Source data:
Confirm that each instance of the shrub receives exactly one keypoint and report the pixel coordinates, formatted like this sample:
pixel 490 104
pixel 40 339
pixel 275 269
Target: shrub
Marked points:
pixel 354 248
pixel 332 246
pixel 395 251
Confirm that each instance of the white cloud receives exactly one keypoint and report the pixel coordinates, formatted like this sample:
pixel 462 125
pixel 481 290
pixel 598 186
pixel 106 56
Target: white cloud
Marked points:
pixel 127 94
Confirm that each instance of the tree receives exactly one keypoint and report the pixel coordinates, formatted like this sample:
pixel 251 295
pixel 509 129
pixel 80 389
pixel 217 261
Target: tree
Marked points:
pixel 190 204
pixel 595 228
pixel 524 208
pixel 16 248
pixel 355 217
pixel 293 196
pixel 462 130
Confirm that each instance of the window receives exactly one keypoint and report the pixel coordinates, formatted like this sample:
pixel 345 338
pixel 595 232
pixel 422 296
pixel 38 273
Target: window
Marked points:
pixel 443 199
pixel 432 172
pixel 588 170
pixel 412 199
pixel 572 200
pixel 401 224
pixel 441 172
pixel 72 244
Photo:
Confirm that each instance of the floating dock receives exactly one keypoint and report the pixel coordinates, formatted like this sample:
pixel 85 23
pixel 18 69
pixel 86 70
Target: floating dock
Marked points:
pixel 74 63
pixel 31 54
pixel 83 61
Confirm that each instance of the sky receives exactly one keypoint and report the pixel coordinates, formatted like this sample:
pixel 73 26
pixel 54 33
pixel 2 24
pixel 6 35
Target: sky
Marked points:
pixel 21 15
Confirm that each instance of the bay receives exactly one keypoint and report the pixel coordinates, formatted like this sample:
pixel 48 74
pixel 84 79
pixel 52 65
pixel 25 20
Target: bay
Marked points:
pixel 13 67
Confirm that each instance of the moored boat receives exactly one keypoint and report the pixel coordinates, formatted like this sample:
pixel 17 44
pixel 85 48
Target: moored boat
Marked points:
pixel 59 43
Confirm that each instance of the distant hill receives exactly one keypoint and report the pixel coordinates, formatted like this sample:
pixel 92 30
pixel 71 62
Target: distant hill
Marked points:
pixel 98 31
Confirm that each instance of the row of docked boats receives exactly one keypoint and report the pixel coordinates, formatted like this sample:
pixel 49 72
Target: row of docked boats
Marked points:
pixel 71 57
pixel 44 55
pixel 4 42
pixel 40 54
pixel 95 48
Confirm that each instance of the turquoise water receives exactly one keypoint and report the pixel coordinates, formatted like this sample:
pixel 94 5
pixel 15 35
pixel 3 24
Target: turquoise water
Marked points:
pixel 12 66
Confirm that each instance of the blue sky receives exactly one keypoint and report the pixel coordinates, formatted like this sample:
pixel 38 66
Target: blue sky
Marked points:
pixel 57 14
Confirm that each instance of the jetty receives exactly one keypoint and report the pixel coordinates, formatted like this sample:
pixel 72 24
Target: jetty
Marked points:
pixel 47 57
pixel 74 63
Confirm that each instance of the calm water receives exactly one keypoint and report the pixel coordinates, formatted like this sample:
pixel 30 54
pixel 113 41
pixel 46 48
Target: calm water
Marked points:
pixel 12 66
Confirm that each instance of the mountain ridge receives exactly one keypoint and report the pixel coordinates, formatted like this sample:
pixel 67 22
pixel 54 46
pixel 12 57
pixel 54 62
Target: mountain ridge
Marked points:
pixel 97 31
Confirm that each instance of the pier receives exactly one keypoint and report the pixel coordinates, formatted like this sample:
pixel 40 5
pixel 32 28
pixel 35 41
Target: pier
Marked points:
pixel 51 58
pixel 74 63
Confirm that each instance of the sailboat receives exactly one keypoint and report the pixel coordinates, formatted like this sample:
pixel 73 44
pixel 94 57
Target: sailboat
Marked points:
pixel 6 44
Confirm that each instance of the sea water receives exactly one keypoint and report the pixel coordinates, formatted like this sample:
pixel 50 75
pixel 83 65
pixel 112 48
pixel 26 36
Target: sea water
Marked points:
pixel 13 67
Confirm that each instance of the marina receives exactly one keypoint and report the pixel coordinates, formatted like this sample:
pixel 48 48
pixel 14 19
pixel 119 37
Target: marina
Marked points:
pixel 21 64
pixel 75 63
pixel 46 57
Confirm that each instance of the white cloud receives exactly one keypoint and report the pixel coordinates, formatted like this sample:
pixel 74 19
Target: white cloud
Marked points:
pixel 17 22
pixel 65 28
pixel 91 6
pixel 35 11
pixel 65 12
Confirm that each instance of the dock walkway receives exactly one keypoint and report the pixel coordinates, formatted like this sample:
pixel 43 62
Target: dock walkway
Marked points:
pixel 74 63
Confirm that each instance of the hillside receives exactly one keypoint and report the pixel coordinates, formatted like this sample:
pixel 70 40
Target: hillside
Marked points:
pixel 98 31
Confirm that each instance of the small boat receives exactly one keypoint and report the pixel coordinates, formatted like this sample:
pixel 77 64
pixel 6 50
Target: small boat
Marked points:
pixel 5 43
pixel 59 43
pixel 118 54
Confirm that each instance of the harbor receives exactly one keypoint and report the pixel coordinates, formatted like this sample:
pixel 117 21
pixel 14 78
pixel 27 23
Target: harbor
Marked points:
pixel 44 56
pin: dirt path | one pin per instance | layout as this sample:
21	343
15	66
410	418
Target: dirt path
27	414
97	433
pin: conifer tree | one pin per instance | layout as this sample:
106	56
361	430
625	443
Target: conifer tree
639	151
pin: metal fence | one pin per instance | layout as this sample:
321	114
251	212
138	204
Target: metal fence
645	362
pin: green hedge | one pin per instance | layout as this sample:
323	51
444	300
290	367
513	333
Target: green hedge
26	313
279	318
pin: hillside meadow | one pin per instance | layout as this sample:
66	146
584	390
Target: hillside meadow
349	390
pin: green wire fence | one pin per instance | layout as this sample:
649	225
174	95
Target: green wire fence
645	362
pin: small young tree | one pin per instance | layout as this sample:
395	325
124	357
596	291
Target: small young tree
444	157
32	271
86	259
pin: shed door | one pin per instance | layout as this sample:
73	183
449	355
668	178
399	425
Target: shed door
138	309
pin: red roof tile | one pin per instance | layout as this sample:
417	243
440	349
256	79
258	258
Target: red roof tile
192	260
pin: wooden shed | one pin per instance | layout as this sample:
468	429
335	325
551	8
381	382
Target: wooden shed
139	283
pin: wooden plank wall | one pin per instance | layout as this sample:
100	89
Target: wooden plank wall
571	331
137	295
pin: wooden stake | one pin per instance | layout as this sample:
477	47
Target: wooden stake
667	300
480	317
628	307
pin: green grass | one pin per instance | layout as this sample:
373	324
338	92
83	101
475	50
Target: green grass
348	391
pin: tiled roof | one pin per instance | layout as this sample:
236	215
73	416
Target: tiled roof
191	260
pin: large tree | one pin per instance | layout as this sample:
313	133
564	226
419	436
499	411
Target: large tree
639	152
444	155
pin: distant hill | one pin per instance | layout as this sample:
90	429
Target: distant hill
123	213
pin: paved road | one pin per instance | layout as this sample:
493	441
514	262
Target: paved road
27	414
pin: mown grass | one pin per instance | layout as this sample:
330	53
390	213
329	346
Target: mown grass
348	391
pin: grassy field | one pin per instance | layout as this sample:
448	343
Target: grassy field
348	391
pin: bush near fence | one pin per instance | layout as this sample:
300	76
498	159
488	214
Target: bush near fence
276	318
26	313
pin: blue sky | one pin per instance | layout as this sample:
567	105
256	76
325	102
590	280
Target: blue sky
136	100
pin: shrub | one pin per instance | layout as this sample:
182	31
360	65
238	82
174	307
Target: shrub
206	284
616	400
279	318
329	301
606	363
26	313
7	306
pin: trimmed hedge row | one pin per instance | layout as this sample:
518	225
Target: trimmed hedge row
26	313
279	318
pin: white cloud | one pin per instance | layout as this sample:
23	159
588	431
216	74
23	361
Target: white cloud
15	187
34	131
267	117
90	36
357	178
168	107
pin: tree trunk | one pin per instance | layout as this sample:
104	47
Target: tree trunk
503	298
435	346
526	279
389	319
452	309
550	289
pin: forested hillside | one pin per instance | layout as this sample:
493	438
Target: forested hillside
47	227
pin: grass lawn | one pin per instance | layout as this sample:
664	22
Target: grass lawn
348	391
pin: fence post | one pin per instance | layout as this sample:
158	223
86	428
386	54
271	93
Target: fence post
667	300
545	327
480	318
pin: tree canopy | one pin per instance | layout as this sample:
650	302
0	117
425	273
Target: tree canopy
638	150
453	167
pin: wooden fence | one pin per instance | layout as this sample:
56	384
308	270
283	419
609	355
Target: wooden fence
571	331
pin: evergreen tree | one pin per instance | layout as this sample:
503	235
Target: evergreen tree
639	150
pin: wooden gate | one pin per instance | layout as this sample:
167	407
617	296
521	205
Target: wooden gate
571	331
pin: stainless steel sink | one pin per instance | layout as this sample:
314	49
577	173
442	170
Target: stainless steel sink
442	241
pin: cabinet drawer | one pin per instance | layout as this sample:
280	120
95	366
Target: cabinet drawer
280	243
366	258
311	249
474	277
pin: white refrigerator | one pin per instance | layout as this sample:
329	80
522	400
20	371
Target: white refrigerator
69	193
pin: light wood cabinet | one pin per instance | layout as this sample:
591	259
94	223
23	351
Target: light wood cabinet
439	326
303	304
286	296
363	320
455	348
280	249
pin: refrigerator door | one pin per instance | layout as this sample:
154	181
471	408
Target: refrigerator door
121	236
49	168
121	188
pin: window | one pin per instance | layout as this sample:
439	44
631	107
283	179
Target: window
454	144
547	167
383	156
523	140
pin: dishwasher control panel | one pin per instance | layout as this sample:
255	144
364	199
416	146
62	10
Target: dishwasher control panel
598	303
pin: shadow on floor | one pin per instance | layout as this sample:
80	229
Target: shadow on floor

Activity:
All lines from the one containing "Target: tree canopy" through the end of the records, both ends included, are to be quoted exactly; please add nothing else.

Task output:
Target: tree canopy
638	150
453	167
pin: wooden fence | one pin per instance | layout as this sample:
56	384
308	270
283	419
609	355
Target: wooden fence
571	331
pin: evergreen tree | one pin per instance | layout as this sample:
503	235
Target: evergreen tree
639	150
pin: wooden gate | one pin per instance | layout as this sample:
167	407
617	296
521	205
Target: wooden gate
571	331
pin: stainless steel sink | one pin per instance | layout as this sample:
314	49
577	173
442	170
Target: stainless steel sink
442	241
pin: cabinet drawer | one pin per instance | layout as this sample:
280	120
95	366
Target: cabinet drawer
280	243
366	258
311	249
474	277
pin: white refrigerator | one pin per instance | layout as this sample:
329	80
522	400
20	371
Target: white refrigerator
69	193
pin: light wood cabinet | one pin per instance | layout as this sample:
591	259
94	223
23	351
Target: light wood cabinet
439	326
303	304
286	296
363	320
455	348
280	249
pin: refrigerator door | one pin per instance | layout as this sample:
154	181
471	408
Target: refrigerator door
121	236
49	168
121	188
pin: window | one pin per instance | layout as this sample:
439	44
631	107
283	179
Target: window
454	144
547	167
383	156
523	140
pin: dishwasher control panel | one pin per instance | layout as this sample:
255	144
364	199
416	146
62	10
Target: dishwasher control panel
598	303
pin: shadow on floor | one pin per instance | layout as this sample:
80	229
Target: shadow on floor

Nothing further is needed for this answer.